* [Task objective] Reproduce the tips on keeping produce fresh below word for word, from the first numbered heading through the final sentence.
## begin Passage given
1. The fresher, the better
This one pretty much goes without saying. You’ll want to get produce that’s been recently harvested to maximize the amount of time you’ll have to eat it. Look for vibrant colors on leafy greens and fruit. Try to avoid blemishes or soft spots on root vegetables, melons and fruits.
2. Store in cooler conditions and avoid high humidity
Even if you don’t plan on refrigerating everything, the cooler and drier the storage area, the longer your produce will stay fresh. While a little excess moisture keeps things fresh (and is actually a good thing), too much can begin to encourage mold.
3. Don’t stack
This one sounds strange, but it’s true. When fruits and veggies are cramped together, the pressure and lack of airflow can ruin the freshness pretty quickly.
4. Store properly
Don’t feel the need to wash everything under the tap right after you unpack the groceries. Instead, keep your items wrapped or zipped up in plastic bags to keep in some light moisture so they don’t dry up after a few days. Airtight containers work also work well.
Cut fruits and vegetables can go bad quickly, and also can promote microorganisms and fruit flies if left lying around too long.
## end Passage given
## begin Data entries
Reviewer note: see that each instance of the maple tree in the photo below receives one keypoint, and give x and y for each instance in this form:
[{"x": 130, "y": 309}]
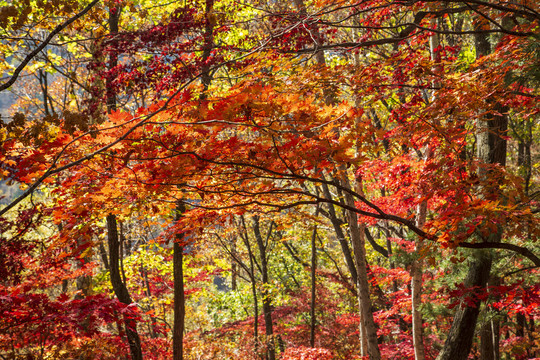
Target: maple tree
[{"x": 272, "y": 143}]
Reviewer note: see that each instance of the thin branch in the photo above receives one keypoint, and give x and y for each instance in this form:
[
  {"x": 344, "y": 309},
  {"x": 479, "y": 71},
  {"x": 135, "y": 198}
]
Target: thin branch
[{"x": 45, "y": 42}]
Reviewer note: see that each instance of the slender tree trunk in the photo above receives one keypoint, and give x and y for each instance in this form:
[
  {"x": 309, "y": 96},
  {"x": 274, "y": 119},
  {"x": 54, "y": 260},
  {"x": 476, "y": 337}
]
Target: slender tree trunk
[
  {"x": 313, "y": 288},
  {"x": 267, "y": 303},
  {"x": 368, "y": 328},
  {"x": 179, "y": 306},
  {"x": 491, "y": 149},
  {"x": 120, "y": 288},
  {"x": 340, "y": 235},
  {"x": 253, "y": 289}
]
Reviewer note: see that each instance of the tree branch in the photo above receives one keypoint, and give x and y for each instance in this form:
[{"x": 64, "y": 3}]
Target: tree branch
[
  {"x": 491, "y": 245},
  {"x": 45, "y": 42}
]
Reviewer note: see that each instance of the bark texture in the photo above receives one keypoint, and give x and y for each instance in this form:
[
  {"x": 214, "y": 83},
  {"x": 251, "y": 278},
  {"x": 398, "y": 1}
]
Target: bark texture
[{"x": 120, "y": 289}]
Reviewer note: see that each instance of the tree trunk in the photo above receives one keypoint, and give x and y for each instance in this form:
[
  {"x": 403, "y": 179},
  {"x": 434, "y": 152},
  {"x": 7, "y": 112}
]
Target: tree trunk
[
  {"x": 267, "y": 303},
  {"x": 120, "y": 289},
  {"x": 368, "y": 329},
  {"x": 491, "y": 149},
  {"x": 313, "y": 319},
  {"x": 179, "y": 306},
  {"x": 253, "y": 288}
]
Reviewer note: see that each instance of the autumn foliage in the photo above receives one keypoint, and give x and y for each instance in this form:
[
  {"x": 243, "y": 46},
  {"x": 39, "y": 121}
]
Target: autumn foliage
[{"x": 331, "y": 180}]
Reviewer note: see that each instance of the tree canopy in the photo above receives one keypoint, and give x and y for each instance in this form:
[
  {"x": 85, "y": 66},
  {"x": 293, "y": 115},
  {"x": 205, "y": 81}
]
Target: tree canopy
[{"x": 283, "y": 180}]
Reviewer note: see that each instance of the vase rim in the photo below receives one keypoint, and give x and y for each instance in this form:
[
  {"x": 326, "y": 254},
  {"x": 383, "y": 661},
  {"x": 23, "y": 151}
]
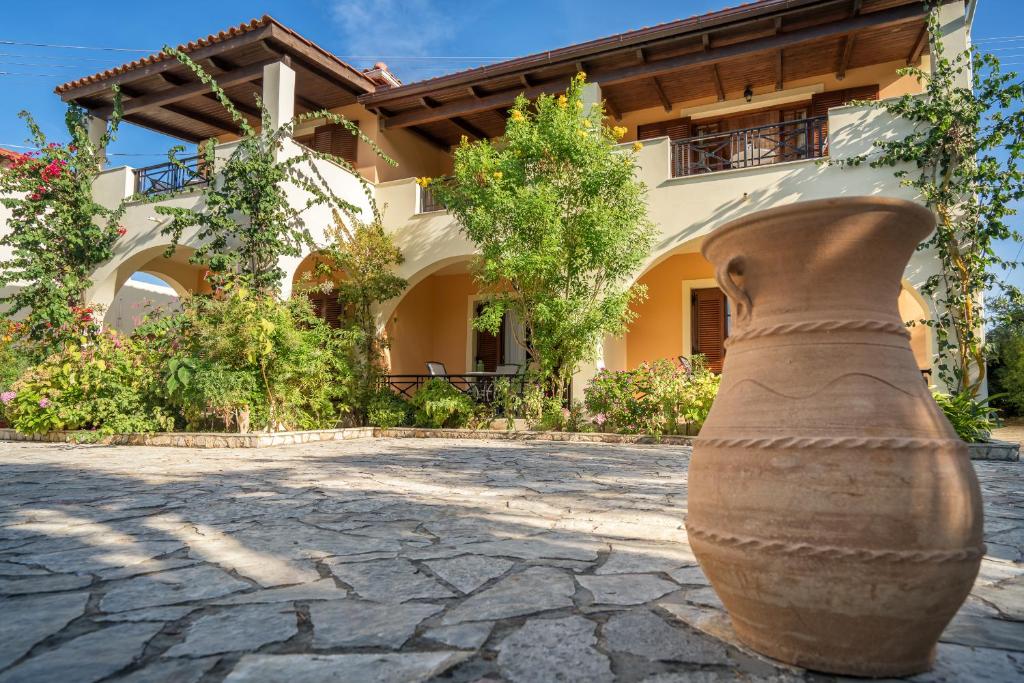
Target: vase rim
[{"x": 913, "y": 209}]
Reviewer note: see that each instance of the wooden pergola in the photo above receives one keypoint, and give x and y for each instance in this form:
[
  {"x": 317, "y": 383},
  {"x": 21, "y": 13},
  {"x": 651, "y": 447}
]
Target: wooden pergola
[
  {"x": 761, "y": 44},
  {"x": 162, "y": 94}
]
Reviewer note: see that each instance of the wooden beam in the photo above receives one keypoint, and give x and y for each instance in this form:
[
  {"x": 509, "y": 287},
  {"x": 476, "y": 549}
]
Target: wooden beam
[
  {"x": 919, "y": 47},
  {"x": 666, "y": 102},
  {"x": 222, "y": 63},
  {"x": 310, "y": 104},
  {"x": 178, "y": 93},
  {"x": 168, "y": 63},
  {"x": 845, "y": 50},
  {"x": 468, "y": 128},
  {"x": 718, "y": 82},
  {"x": 173, "y": 131},
  {"x": 762, "y": 46},
  {"x": 172, "y": 79}
]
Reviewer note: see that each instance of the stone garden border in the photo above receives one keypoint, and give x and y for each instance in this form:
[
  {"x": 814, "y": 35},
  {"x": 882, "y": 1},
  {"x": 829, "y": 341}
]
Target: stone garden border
[
  {"x": 262, "y": 440},
  {"x": 993, "y": 450},
  {"x": 198, "y": 439}
]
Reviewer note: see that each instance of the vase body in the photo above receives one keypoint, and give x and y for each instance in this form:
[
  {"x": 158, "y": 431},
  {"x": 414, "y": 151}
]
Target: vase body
[{"x": 832, "y": 505}]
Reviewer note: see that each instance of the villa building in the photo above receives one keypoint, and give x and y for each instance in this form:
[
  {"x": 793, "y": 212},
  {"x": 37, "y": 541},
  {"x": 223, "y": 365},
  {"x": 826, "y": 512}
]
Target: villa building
[{"x": 736, "y": 109}]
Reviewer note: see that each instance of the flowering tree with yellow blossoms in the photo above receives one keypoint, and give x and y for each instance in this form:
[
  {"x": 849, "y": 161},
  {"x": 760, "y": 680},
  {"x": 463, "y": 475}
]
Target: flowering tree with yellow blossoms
[{"x": 561, "y": 225}]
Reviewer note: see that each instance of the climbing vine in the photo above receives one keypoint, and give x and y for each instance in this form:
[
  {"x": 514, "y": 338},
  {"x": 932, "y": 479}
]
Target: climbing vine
[
  {"x": 247, "y": 221},
  {"x": 57, "y": 232},
  {"x": 964, "y": 155}
]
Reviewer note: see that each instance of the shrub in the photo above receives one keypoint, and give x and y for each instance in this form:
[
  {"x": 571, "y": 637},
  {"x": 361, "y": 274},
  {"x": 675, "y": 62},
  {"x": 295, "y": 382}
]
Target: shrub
[
  {"x": 107, "y": 385},
  {"x": 438, "y": 404},
  {"x": 973, "y": 419},
  {"x": 387, "y": 410},
  {"x": 243, "y": 353},
  {"x": 654, "y": 398}
]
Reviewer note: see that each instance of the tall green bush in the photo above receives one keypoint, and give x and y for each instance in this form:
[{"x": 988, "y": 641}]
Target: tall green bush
[{"x": 561, "y": 225}]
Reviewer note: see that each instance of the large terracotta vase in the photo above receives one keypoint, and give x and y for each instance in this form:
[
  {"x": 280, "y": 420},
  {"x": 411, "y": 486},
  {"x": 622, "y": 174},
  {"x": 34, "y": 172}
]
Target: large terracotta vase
[{"x": 832, "y": 506}]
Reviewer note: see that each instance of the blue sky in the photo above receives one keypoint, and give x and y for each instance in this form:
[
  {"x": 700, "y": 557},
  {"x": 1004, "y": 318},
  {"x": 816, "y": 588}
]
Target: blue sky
[{"x": 417, "y": 38}]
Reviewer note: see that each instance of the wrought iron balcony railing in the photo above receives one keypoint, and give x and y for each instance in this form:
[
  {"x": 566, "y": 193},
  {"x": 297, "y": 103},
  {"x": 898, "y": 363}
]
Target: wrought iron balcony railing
[
  {"x": 170, "y": 177},
  {"x": 760, "y": 145}
]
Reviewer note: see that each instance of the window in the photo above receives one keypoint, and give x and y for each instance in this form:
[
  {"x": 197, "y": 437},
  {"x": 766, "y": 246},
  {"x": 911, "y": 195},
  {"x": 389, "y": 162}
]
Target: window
[{"x": 711, "y": 323}]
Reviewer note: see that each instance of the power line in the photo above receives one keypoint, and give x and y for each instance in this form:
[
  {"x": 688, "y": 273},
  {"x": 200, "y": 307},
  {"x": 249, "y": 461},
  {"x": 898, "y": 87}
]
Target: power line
[{"x": 77, "y": 47}]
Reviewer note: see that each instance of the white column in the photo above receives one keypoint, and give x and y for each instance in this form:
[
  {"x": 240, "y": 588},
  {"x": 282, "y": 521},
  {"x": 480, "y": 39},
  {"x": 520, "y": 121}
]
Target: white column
[
  {"x": 955, "y": 35},
  {"x": 591, "y": 96},
  {"x": 96, "y": 130},
  {"x": 279, "y": 92}
]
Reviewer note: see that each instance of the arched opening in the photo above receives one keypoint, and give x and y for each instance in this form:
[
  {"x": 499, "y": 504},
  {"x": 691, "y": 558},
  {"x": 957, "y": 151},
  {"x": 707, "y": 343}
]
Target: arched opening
## end Data entries
* [Expected output]
1. The fresher, the better
This one pretty much goes without saying. You’ll want to get produce that’s been recently harvested to maximize the amount of time you’ll have to eat it. Look for vibrant colors on leafy greens and fruit. Try to avoid blemishes or soft spots on root vegetables, melons and fruits.
2. Store in cooler conditions and avoid high humidity
Even if you don’t plan on refrigerating everything, the cooler and drier the storage area, the longer your produce will stay fresh. While a little excess moisture keeps things fresh (and is actually a good thing), too much can begin to encourage mold.
3. Don’t stack
This one sounds strange, but it’s true. When fruits and veggies are cramped together, the pressure and lack of airflow can ruin the freshness pretty quickly.
4. Store properly
Don’t feel the need to wash everything under the tap right after you unpack the groceries. Instead, keep your items wrapped or zipped up in plastic bags to keep in some light moisture so they don’t dry up after a few days. Airtight containers work also work well.
Cut fruits and vegetables can go bad quickly, and also can promote microorganisms and fruit flies if left lying around too long.